EXERCISE GOAL:
Recast the records below as a numbered list with one item per line and no blank lines. Leave out the pictures.

DATA EXCERPTS:

* BEGIN *

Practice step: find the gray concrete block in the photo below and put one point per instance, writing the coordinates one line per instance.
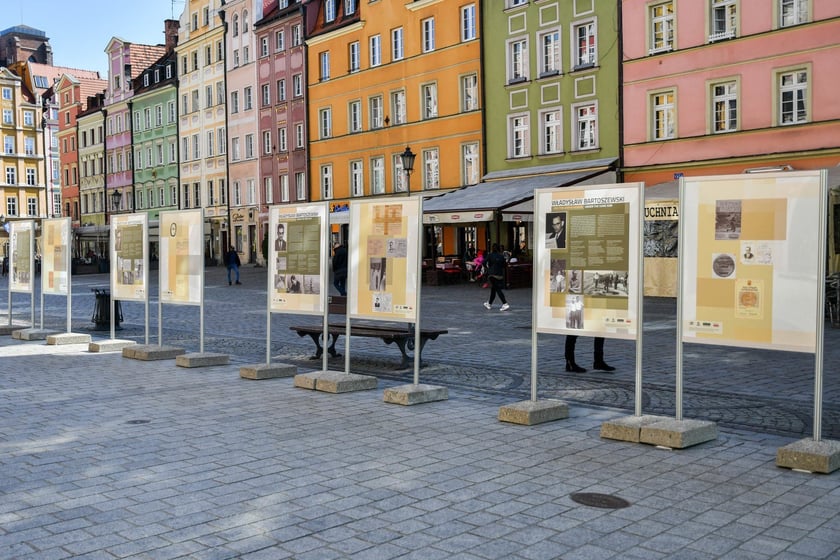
(267, 371)
(151, 352)
(678, 434)
(415, 394)
(68, 338)
(202, 359)
(628, 428)
(110, 345)
(32, 334)
(809, 455)
(529, 412)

* END *

TASK SOLUTION:
1. Practice step: find the gray concrete block in the photo below and put one point per instance, writing the coordinates one line per instance.
2. (267, 371)
3. (151, 352)
4. (678, 434)
5. (415, 394)
6. (68, 338)
7. (202, 359)
8. (628, 428)
9. (110, 345)
10. (32, 334)
11. (809, 455)
12. (529, 412)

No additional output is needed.